Data for this exercise
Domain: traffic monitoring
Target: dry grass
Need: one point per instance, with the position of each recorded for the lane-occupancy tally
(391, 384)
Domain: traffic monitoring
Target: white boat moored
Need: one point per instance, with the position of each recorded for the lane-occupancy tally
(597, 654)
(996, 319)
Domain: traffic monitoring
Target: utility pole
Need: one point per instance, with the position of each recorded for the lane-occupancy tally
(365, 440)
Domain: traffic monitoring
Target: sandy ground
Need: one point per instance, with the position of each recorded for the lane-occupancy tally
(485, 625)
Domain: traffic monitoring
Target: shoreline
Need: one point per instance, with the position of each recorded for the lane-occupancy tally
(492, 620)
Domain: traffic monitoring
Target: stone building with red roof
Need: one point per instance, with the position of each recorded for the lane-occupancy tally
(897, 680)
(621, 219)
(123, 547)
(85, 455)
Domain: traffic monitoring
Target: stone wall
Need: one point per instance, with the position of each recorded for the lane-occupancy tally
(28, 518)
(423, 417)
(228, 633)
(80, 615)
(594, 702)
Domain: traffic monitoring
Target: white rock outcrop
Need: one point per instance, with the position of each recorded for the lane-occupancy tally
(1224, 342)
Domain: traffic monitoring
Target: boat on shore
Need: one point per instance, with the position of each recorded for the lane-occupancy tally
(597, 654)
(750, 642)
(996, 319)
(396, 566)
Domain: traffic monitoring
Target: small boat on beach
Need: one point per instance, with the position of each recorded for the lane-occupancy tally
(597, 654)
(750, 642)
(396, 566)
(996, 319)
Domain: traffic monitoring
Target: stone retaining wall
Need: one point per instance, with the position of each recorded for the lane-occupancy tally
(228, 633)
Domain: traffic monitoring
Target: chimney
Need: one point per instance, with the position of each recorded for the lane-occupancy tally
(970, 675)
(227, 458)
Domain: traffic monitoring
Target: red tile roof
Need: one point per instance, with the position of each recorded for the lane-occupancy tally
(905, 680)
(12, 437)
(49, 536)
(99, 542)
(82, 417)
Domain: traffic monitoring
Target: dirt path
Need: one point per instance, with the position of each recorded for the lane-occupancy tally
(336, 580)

Aim of the task
Scan the listing for "roof" and copy out each line that has it.

Reply
Target: stone building with red roof
Target: red tile roof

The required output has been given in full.